/---

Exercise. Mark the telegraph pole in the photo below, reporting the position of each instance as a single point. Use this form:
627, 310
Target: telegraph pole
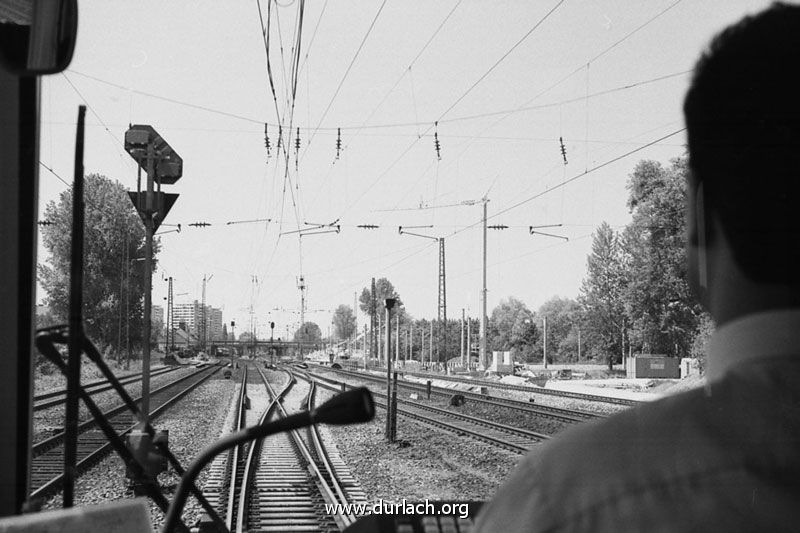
163, 165
482, 345
373, 339
170, 318
463, 362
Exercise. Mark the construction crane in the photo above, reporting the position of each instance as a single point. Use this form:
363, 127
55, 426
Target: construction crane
442, 306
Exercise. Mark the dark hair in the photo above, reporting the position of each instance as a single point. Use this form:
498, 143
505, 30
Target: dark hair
743, 120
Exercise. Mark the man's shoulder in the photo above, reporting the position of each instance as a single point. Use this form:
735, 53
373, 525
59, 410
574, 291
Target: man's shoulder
636, 442
595, 463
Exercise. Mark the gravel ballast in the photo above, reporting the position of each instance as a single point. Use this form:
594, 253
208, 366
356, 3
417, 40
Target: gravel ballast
193, 424
424, 463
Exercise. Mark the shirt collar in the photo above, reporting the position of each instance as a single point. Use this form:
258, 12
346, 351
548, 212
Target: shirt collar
752, 337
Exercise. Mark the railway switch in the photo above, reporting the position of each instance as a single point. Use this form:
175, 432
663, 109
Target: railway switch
144, 449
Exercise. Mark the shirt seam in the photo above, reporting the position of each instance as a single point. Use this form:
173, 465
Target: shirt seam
633, 491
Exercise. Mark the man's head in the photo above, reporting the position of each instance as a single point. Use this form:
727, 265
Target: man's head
743, 120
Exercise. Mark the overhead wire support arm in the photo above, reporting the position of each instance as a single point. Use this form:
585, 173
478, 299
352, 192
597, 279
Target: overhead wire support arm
402, 232
532, 230
335, 229
248, 221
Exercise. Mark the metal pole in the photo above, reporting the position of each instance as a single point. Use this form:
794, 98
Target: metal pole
544, 341
482, 345
421, 346
148, 281
411, 335
389, 305
463, 361
378, 336
397, 338
469, 341
409, 339
393, 422
430, 347
75, 321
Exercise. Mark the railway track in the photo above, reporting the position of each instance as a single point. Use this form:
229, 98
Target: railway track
48, 455
281, 483
558, 413
511, 438
525, 388
58, 397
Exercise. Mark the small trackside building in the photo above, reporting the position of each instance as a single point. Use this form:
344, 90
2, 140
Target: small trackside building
653, 366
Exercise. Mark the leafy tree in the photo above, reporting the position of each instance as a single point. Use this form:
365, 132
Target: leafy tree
512, 326
114, 239
662, 311
308, 332
602, 295
383, 289
344, 322
563, 320
156, 331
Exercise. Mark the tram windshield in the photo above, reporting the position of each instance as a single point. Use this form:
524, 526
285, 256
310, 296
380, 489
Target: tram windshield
477, 211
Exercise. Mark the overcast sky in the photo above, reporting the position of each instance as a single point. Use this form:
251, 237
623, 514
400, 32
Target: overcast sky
504, 79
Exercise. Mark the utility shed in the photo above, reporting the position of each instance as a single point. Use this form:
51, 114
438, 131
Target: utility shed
652, 366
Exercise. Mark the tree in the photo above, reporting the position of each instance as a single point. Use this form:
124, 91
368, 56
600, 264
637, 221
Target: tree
563, 320
113, 282
662, 312
602, 295
383, 289
344, 322
512, 326
308, 332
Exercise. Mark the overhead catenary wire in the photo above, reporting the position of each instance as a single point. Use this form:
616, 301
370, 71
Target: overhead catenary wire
346, 72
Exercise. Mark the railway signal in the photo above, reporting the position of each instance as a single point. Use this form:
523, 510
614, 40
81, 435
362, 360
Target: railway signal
163, 166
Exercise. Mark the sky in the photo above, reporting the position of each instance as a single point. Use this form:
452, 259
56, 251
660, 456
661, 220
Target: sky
498, 83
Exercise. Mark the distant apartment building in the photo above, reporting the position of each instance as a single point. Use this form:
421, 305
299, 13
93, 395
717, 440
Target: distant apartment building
191, 315
157, 314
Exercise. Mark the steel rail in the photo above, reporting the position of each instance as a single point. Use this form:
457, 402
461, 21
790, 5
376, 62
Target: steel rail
558, 413
233, 463
44, 401
322, 454
322, 485
90, 458
523, 388
44, 445
406, 408
254, 452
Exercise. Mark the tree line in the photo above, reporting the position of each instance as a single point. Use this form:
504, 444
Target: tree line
633, 299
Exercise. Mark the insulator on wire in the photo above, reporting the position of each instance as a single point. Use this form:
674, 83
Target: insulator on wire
436, 141
267, 144
297, 149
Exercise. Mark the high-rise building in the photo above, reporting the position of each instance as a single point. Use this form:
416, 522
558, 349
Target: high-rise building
191, 314
157, 314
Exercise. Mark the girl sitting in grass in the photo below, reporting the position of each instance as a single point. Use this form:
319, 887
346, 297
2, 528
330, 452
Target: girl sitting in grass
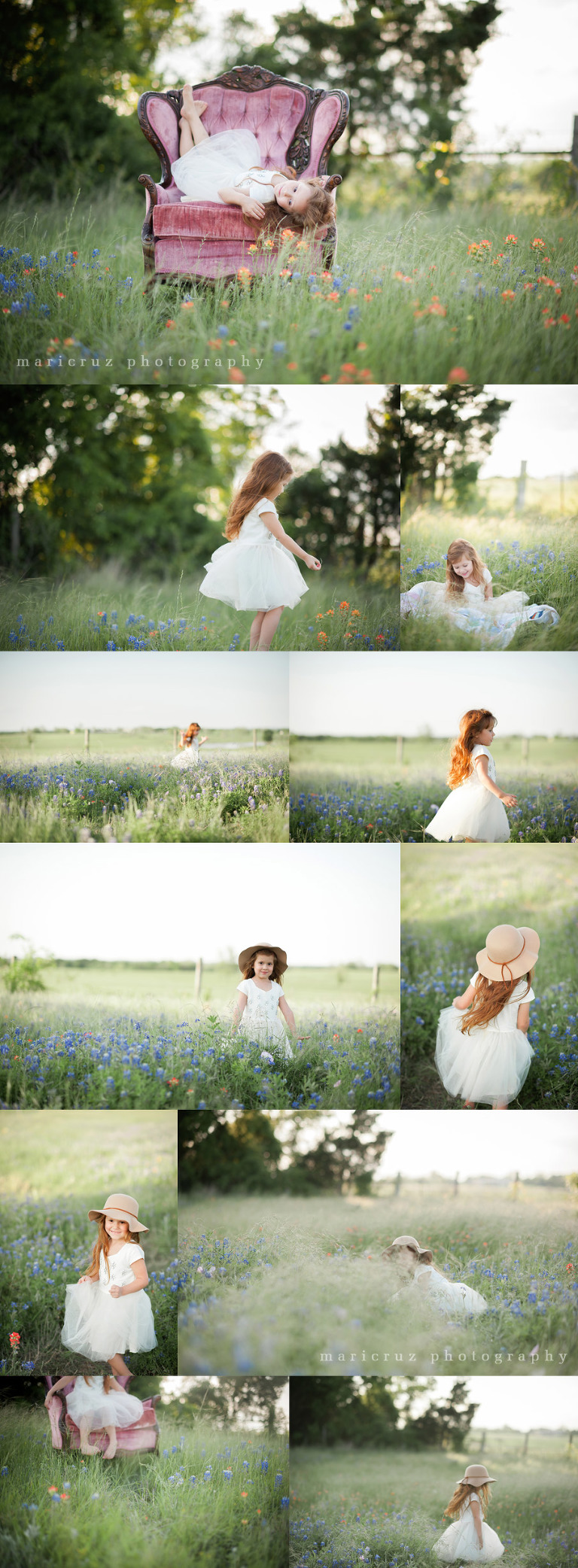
256, 570
227, 169
469, 1539
108, 1313
418, 1283
475, 811
485, 1056
98, 1404
260, 999
467, 598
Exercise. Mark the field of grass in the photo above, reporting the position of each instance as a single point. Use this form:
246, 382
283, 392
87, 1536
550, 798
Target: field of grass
540, 557
300, 1283
408, 300
215, 1488
229, 797
99, 610
447, 908
348, 791
52, 1171
365, 1506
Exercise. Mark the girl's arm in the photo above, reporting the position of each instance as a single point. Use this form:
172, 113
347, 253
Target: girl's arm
289, 1015
236, 198
463, 1002
524, 1016
141, 1278
272, 523
239, 1009
482, 764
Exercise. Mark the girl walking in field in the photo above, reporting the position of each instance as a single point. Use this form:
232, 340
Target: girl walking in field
98, 1404
256, 570
227, 169
411, 1269
483, 1054
467, 598
108, 1313
475, 811
469, 1539
260, 999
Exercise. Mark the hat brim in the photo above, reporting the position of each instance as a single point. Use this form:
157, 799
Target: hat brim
260, 947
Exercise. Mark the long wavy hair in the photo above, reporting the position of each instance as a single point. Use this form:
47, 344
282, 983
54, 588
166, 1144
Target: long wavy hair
249, 968
265, 473
489, 999
461, 1495
456, 549
470, 726
102, 1245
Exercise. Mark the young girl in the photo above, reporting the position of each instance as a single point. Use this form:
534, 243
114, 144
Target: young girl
256, 570
469, 1539
107, 1311
475, 811
467, 598
227, 169
260, 995
98, 1402
485, 1057
412, 1269
188, 749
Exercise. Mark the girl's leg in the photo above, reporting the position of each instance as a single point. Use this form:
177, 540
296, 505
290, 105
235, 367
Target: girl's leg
270, 626
256, 629
110, 1451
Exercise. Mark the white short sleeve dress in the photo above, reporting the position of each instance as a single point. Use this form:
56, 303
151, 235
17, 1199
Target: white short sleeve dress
472, 811
233, 157
459, 1543
254, 571
260, 1018
491, 1062
114, 1408
99, 1326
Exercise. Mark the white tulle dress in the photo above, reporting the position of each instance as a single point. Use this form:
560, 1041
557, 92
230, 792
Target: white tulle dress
472, 811
99, 1326
489, 1063
254, 571
459, 1543
114, 1408
495, 621
446, 1297
230, 159
260, 1018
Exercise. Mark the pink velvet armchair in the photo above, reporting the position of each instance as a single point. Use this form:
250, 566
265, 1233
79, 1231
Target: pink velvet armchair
294, 124
130, 1440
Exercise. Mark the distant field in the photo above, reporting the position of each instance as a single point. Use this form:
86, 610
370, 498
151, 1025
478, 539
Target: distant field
369, 1504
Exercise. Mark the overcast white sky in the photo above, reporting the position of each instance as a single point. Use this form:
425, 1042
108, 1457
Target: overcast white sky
323, 904
217, 691
405, 694
522, 88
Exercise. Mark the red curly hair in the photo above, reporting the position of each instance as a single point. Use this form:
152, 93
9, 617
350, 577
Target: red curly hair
263, 476
473, 722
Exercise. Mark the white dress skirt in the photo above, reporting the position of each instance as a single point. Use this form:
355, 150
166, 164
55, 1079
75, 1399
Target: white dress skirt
260, 1018
114, 1408
489, 1063
233, 157
459, 1543
99, 1326
472, 811
254, 571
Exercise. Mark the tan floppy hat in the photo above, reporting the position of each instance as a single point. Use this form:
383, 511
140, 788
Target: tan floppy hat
425, 1253
259, 947
120, 1208
510, 953
476, 1476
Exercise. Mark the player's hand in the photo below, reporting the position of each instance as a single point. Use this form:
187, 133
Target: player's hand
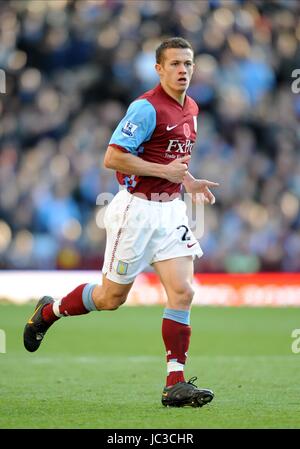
200, 191
177, 169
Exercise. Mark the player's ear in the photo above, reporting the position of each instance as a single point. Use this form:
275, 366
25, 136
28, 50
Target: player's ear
158, 68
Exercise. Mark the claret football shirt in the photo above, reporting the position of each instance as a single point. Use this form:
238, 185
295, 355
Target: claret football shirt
157, 129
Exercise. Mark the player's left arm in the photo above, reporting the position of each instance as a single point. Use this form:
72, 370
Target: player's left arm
200, 189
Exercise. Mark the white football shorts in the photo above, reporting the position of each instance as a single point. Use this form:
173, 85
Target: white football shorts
141, 232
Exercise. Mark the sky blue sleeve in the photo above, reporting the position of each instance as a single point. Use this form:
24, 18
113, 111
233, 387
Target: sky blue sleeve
136, 127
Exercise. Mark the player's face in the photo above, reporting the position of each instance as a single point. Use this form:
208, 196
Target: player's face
176, 68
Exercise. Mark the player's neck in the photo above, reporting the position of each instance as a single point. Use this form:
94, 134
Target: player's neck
177, 96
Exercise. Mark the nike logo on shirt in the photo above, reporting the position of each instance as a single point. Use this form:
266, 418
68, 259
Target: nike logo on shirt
168, 128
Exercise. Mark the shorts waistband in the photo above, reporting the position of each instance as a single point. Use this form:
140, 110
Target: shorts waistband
151, 203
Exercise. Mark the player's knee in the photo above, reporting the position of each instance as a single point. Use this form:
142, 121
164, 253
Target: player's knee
184, 293
114, 302
104, 299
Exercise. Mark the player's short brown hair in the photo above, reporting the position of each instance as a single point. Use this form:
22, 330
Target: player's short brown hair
172, 42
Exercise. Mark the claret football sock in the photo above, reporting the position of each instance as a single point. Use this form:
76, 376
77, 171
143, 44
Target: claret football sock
77, 302
176, 333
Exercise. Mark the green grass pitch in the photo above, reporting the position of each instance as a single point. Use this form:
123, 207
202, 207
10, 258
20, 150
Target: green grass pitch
107, 370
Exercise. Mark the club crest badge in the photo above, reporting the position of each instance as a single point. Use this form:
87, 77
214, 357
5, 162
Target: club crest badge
186, 130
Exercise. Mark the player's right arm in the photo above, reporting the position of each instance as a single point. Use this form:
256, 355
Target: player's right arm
135, 128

\---

Matching lines for the string "below": count them across the listing and reply with the number alone.

3